[Entries for locating named items]
start

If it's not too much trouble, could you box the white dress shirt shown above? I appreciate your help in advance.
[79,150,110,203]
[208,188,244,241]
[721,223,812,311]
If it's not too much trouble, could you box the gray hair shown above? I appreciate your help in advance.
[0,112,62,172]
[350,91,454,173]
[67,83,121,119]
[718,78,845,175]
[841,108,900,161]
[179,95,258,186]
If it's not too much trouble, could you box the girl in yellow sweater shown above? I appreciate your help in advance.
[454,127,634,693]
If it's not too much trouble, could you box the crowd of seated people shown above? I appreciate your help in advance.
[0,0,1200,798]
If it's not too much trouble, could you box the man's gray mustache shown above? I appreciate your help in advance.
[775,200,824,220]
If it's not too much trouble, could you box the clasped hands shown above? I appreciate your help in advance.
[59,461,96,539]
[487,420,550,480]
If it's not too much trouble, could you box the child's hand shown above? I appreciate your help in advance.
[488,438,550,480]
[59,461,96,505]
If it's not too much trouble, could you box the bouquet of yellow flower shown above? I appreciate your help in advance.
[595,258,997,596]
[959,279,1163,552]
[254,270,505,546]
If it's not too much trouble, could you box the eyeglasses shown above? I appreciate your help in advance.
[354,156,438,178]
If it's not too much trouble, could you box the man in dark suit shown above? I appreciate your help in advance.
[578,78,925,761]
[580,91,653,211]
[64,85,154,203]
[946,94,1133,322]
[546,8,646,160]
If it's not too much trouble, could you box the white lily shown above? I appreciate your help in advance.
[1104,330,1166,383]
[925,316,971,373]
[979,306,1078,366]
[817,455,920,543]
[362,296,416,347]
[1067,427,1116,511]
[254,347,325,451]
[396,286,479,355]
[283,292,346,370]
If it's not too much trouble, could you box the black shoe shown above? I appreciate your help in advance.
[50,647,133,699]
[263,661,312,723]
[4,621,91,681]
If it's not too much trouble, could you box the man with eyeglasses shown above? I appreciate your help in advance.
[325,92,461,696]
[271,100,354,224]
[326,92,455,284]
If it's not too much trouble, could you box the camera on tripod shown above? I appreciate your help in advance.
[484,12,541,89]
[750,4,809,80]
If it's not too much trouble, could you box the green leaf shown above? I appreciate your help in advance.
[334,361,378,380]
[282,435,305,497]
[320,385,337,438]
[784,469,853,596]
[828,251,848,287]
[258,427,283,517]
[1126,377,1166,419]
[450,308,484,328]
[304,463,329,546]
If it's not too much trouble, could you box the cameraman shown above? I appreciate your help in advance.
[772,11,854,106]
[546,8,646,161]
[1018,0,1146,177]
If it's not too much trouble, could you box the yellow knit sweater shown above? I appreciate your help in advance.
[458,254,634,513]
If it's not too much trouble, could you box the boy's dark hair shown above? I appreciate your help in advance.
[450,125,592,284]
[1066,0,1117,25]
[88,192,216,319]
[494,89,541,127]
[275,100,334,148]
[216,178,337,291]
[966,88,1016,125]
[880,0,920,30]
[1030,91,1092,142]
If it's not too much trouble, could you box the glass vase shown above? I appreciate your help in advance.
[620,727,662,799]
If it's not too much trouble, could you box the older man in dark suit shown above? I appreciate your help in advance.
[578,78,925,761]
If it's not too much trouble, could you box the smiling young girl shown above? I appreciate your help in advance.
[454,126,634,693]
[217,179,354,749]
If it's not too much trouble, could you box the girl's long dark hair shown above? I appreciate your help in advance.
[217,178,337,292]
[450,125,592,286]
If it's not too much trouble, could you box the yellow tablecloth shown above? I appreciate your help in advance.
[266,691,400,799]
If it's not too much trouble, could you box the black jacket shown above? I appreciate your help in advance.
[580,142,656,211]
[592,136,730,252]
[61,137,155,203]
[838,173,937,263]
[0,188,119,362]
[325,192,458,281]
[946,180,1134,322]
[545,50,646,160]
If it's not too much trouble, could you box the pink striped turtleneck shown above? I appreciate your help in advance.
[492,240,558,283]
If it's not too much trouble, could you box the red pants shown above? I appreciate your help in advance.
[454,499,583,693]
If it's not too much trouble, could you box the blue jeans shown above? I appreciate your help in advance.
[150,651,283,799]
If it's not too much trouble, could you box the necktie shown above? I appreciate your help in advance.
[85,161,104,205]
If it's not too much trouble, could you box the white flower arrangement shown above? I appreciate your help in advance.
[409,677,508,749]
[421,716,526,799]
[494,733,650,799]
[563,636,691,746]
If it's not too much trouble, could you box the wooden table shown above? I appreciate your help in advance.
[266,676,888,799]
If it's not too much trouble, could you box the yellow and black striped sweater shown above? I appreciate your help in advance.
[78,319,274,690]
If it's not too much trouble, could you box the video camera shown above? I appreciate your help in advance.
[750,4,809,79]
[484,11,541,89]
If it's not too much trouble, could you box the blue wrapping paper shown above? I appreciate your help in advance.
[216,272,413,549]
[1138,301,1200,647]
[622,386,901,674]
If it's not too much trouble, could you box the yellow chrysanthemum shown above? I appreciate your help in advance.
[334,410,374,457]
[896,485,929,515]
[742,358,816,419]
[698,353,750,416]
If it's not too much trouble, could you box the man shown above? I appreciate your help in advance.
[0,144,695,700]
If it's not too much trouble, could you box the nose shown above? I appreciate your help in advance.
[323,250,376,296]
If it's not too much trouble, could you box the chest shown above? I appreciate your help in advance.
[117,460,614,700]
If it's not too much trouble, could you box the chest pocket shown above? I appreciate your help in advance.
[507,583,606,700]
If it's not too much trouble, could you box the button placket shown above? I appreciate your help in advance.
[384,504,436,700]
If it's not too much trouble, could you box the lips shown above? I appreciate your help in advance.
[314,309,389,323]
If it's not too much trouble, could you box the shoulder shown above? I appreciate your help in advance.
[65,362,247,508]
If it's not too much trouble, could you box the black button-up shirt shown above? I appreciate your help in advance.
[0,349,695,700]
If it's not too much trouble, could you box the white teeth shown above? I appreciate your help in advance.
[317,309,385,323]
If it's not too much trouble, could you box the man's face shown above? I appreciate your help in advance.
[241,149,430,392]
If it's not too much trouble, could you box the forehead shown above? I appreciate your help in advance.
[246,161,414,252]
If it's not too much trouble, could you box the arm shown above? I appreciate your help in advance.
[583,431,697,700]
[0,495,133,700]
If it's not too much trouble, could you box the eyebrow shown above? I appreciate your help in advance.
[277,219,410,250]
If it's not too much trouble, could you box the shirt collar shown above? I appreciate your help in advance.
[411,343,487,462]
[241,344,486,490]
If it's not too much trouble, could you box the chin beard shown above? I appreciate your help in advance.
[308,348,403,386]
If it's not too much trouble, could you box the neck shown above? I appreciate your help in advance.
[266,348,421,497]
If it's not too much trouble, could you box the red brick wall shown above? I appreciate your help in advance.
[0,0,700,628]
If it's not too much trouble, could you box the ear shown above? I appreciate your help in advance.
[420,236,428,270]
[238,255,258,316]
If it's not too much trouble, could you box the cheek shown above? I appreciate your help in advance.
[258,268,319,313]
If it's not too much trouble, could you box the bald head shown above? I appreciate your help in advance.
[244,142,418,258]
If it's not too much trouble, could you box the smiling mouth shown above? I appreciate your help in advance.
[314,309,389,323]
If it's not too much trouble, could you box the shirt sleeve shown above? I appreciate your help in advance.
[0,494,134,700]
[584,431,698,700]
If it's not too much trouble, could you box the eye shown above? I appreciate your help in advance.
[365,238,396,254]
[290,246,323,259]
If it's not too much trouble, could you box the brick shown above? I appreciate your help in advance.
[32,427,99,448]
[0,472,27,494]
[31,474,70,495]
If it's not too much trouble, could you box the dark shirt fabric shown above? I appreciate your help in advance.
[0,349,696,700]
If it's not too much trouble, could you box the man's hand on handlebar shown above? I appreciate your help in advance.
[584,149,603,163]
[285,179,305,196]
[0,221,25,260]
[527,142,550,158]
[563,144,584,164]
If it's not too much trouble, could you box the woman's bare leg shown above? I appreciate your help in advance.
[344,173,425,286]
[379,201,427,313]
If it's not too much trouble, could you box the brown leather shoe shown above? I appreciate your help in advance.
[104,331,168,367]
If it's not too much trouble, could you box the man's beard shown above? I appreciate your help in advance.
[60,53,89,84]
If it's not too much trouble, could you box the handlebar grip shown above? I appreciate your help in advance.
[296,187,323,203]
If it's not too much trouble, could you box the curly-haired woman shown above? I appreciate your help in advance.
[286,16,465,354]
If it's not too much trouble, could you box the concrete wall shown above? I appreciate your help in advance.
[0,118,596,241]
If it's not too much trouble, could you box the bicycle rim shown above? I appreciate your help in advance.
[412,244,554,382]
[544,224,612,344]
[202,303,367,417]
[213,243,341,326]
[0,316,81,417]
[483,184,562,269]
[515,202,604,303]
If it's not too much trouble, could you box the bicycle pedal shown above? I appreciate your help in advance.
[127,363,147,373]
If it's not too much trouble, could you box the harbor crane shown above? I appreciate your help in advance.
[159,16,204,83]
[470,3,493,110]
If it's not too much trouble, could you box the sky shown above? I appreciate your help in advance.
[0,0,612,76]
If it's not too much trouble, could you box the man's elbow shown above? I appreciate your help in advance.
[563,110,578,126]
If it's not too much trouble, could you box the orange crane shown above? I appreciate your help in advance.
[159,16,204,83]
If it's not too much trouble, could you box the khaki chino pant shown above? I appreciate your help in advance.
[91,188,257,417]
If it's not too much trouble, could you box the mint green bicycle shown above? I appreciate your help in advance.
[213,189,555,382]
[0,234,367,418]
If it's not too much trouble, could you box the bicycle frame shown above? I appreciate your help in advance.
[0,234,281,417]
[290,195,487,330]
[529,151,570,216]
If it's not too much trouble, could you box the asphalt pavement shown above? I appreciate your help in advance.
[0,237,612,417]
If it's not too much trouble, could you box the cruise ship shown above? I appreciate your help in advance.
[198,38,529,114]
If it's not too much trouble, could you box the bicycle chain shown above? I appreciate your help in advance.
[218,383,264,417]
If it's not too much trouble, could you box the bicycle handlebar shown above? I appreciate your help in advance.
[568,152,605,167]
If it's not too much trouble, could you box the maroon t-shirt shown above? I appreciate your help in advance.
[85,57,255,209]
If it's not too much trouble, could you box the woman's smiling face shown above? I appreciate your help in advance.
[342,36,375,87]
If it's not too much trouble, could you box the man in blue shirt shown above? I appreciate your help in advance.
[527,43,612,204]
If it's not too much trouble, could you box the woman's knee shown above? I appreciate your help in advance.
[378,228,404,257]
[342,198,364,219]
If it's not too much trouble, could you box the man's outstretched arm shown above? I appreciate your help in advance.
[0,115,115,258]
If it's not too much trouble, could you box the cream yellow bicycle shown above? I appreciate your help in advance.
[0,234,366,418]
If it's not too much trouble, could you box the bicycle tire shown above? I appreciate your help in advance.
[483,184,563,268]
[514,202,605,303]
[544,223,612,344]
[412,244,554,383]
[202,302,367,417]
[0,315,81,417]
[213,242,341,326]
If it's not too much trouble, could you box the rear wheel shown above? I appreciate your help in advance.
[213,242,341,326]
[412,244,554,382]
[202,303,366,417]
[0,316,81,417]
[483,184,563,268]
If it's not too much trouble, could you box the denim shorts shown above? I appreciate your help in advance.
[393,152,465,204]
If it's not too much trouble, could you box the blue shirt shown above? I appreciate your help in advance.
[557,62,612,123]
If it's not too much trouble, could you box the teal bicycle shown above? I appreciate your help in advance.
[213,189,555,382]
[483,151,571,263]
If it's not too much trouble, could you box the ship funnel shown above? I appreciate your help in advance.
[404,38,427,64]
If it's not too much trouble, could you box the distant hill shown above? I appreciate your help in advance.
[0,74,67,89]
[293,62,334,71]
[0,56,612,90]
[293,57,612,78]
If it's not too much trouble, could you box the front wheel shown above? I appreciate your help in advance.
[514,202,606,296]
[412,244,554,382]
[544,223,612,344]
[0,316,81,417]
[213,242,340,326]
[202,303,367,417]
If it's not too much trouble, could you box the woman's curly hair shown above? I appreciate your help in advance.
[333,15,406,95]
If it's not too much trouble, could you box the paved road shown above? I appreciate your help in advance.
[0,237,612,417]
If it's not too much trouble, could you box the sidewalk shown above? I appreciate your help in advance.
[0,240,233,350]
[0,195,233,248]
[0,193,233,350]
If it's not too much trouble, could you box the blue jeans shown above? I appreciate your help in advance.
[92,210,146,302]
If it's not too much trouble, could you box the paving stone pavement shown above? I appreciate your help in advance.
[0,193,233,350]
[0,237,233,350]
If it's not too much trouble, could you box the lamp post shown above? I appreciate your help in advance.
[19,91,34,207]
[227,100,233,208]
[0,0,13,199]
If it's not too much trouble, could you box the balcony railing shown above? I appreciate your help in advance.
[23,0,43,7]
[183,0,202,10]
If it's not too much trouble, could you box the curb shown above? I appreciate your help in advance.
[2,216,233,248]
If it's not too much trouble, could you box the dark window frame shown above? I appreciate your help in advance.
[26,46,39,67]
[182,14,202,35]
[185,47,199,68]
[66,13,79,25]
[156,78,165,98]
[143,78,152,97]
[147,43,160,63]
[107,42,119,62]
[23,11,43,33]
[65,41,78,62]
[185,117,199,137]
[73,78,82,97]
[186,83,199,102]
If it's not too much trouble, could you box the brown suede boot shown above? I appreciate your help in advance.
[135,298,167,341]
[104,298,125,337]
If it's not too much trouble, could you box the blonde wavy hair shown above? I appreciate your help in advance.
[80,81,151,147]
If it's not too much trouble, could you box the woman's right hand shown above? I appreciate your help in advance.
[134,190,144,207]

end

REQUIRED WORK: Output the part that opens with the line containing "If it's not too much trouble, could you box the necktie" and closes with the line containing "[78,319,274,690]", repeating each line exactly.

RESULT OF THE EXERCISE:
If it's not too much trouble, could you box the necktie shown above? I appreciate your help in advance.
[85,161,104,205]
If it's not too much trouble, could you box the white flower arrangement shown above? I appreciate your help in advance.
[409,677,508,749]
[421,716,526,799]
[494,733,650,799]
[563,636,691,746]
If it's not too much trouble, could you box the wooden table shown above? I appreciate your help in advance.
[266,676,888,799]
If it's not too much trouble, could you box the yellow and black striped sweater shown above? I appreciate your help in advance.
[78,319,274,690]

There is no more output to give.